---------- Records for processing
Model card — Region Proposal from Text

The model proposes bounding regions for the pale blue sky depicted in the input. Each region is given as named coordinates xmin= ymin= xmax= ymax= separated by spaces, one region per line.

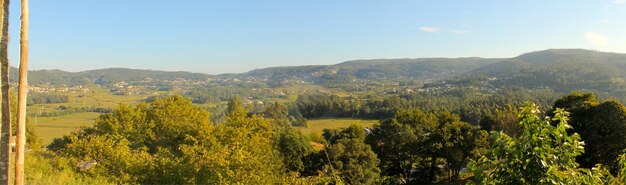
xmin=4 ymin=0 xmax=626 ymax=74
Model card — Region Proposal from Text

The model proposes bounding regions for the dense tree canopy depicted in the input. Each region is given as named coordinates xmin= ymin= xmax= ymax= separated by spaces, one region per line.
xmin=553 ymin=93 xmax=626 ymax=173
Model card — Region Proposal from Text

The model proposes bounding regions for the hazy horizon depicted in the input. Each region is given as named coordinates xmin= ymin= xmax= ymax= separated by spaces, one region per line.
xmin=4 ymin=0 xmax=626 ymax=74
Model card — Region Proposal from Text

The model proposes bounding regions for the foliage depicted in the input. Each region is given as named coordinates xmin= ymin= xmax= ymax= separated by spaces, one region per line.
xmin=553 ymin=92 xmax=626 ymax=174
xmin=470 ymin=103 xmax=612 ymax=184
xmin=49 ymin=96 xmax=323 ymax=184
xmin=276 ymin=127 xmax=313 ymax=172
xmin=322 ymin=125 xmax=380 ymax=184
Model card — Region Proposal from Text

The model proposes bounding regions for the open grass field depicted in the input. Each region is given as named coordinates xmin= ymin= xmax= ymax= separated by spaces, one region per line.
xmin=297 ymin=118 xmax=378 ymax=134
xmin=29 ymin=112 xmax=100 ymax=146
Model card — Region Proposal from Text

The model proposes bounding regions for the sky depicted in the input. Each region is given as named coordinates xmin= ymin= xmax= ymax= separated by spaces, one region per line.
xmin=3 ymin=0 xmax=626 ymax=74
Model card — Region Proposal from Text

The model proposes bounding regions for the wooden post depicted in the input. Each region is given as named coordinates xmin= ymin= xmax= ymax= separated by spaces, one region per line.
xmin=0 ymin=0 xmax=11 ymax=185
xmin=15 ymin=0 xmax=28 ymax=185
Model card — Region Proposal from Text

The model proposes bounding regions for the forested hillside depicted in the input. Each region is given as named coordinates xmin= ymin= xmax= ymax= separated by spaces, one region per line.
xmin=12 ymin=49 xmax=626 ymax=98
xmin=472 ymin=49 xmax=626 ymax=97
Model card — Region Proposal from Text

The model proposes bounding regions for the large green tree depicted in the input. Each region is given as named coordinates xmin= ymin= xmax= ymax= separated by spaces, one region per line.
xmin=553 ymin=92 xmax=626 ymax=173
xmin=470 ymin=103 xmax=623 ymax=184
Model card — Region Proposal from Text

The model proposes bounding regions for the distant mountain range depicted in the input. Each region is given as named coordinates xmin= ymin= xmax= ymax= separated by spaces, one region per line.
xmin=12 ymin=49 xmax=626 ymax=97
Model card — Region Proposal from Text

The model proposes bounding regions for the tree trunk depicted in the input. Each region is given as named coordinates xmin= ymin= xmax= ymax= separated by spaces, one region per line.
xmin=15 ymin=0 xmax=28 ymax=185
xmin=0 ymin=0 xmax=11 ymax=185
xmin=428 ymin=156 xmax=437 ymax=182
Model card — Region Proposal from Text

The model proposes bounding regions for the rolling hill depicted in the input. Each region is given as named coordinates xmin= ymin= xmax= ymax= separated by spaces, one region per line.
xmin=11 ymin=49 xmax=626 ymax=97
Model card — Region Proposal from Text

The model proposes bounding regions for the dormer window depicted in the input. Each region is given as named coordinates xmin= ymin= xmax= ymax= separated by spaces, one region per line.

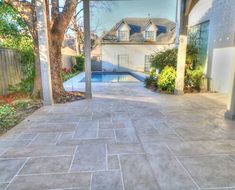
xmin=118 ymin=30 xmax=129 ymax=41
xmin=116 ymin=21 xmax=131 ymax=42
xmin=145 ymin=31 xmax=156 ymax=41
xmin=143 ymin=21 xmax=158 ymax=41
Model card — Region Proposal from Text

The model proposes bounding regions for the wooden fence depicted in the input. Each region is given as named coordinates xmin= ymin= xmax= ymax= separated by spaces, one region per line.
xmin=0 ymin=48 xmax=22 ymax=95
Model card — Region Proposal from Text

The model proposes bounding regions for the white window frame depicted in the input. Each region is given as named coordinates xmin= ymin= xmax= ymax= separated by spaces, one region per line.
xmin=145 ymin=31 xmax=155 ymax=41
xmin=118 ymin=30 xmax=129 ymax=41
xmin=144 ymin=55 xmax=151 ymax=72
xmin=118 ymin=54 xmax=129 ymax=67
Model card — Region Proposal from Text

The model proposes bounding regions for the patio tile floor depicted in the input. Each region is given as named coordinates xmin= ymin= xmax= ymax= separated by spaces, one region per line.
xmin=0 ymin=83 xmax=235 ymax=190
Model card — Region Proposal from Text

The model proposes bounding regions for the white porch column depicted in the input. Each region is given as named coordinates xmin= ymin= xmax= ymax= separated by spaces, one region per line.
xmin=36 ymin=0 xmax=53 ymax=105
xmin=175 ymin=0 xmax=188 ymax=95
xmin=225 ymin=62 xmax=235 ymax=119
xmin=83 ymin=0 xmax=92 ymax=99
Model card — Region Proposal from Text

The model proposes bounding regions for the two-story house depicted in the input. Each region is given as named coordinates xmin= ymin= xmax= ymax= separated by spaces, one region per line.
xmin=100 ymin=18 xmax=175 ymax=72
--------------------
→ **Task directions**: Would you return the data exactly as written, without the pictures?

→ **Completed exercise**:
Model card — Region Proposal from Text

The model proposes bounding regions for the pale blue sky depicted in the input. Each region is given as named coordinates xmin= ymin= xmax= ymax= separated by spaces, one region per line.

xmin=4 ymin=0 xmax=626 ymax=74
Model card — Region Proposal from Text

The model proposes bounding regions for the dense tree canopy depicted in the input. Each region is given as named coordinates xmin= ymin= xmax= ymax= separated by spaces, one region per line.
xmin=553 ymin=93 xmax=626 ymax=173
Model card — Region Proposal from Text

The model proposes bounding regions for the hazy horizon depicted in the input. Each region is given as named coordinates xmin= ymin= xmax= ymax= separated by spaces, one region per line.
xmin=4 ymin=0 xmax=626 ymax=74
Model card — Region Proposal from Text

The model proposes bounding regions for the foliage depicted in the input. Each region is given as named coordinates xmin= ymin= xmax= ymax= separated by spaces, one region per line.
xmin=553 ymin=92 xmax=626 ymax=174
xmin=470 ymin=103 xmax=612 ymax=184
xmin=49 ymin=96 xmax=323 ymax=184
xmin=276 ymin=127 xmax=313 ymax=172
xmin=322 ymin=125 xmax=380 ymax=184
Model card — Region Proposal from Text

The model proposes bounding regions for the open grass field depicted in the input. Each region is given as named coordinates xmin= ymin= xmax= ymax= separated by spaces, one region per line.
xmin=297 ymin=118 xmax=378 ymax=134
xmin=29 ymin=112 xmax=100 ymax=146
Model card — Region Proposal from Text

The model proposes bounding regions for the sky depicted in the input. Each region is given as named coordinates xmin= ymin= xmax= ymax= separated by spaces, one region per line.
xmin=3 ymin=0 xmax=626 ymax=74
Model card — Region Proposal from Text

The model proposes bounding regions for the wooden post depicted in the input. Each region is given as named coordinates xmin= ymin= xmax= ymax= separated by spaces, one region per line.
xmin=0 ymin=0 xmax=11 ymax=185
xmin=15 ymin=0 xmax=28 ymax=185
Model card — Region Proposal from Text

The model proposes bounding regions for the forested hillside depicted in the input. Each region is given as named coordinates xmin= ymin= xmax= ymax= separated by spaces, one region per line.
xmin=12 ymin=49 xmax=626 ymax=98
xmin=472 ymin=49 xmax=626 ymax=97
Model card — Region Proposal from Text

The model proposes bounding regions for the large green tree depicted in the input. Each region is given as named coordinates xmin= ymin= xmax= ymax= separated by spaces, one region per line.
xmin=553 ymin=92 xmax=626 ymax=173
xmin=470 ymin=103 xmax=623 ymax=184
Model card — Region Proposal from Text

The model proposes bounding regions for the distant mountain range depicted in the input. Each region is given as named coordinates xmin= ymin= xmax= ymax= separated by spaces, one region per line.
xmin=12 ymin=49 xmax=626 ymax=97
Model card — Region Proposal from Text

The model proposes bounding regions for the tree trunk depicted in the input. Each region is given as named coordinates xmin= ymin= xmax= ymax= separated by spaces, one region per line.
xmin=15 ymin=0 xmax=28 ymax=185
xmin=0 ymin=0 xmax=11 ymax=185
xmin=428 ymin=156 xmax=437 ymax=182
Model card — Region Proposal from Text

The model proposes bounding regions for the rolling hill depicted in the input. Each region is given as named coordinates xmin= ymin= xmax= ymax= separated by spaces, one region per line.
xmin=11 ymin=49 xmax=626 ymax=97
Model card — Region Proposal from Text

The model proposes bounding regions for the dormer window depicted in the input. Each region is given as named coordinates xmin= ymin= xmax= ymax= separated by spaces, one region per line.

xmin=118 ymin=30 xmax=129 ymax=41
xmin=116 ymin=21 xmax=131 ymax=42
xmin=145 ymin=31 xmax=156 ymax=41
xmin=143 ymin=21 xmax=158 ymax=41
Model card — Region Proposal from Text

The model proposes bounding regions for the wooden fence depicted in the input. Each region is given as named coordinates xmin= ymin= xmax= ymax= separated by spaces, one region per line.
xmin=0 ymin=48 xmax=22 ymax=95
Model card — Region Proposal from Text

The model proposes bounding regions for the white window frame depicted in the input. Each region is given as named coordinates xmin= ymin= xmax= ymax= separated by spaces, one region per line.
xmin=145 ymin=31 xmax=155 ymax=41
xmin=118 ymin=30 xmax=129 ymax=41
xmin=144 ymin=55 xmax=151 ymax=72
xmin=118 ymin=54 xmax=129 ymax=67
Model card — Region Proposal from Text

The model proposes bounding regions for the patio tile floor depicted in the input. Each region is given as named coordinates xmin= ymin= xmax= ymax= separated by spaces, one region per line.
xmin=0 ymin=83 xmax=235 ymax=190
Model card — Region Proposal from Text

The model proposes bounding regions for the white porch column depicted in the input. Each region is given as named coordinates xmin= ymin= xmax= ymax= separated by spaces, one region per line.
xmin=36 ymin=0 xmax=53 ymax=105
xmin=175 ymin=0 xmax=188 ymax=95
xmin=225 ymin=62 xmax=235 ymax=119
xmin=83 ymin=0 xmax=92 ymax=99
Model card — Region Proposal from Text

The model proposes bounding regions for the two-story house depicted in the input. Each region is given as named coordinates xmin= ymin= xmax= ymax= separated by spaces, one region per line.
xmin=100 ymin=18 xmax=175 ymax=72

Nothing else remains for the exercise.